[Start Records for the task]

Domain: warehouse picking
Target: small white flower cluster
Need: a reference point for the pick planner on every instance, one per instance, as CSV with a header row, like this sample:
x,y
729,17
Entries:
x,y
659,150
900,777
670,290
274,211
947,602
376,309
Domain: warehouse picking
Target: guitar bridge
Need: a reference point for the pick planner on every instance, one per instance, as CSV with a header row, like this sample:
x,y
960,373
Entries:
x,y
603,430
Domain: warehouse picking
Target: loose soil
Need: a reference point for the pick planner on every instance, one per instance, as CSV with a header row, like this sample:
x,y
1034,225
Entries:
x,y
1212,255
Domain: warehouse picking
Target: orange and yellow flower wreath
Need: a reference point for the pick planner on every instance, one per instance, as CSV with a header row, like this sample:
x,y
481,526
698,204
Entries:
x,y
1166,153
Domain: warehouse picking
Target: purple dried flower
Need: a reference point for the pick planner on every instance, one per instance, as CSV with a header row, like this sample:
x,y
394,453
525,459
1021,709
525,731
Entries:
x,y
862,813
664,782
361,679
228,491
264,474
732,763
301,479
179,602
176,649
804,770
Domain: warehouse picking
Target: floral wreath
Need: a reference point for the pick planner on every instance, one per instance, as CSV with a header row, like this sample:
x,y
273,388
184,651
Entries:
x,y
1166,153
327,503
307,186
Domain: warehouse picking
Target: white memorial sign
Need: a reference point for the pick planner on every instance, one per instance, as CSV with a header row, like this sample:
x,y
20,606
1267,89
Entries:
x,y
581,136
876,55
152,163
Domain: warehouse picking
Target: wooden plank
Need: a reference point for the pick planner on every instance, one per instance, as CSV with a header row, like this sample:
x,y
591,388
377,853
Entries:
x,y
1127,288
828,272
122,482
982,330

[End Records for the task]

What is asked
Gather every line from the items above that contains the string "wreath", and copy each one in full.

Full answer
Target: orange and yellow flower wreath
Target: floral wreath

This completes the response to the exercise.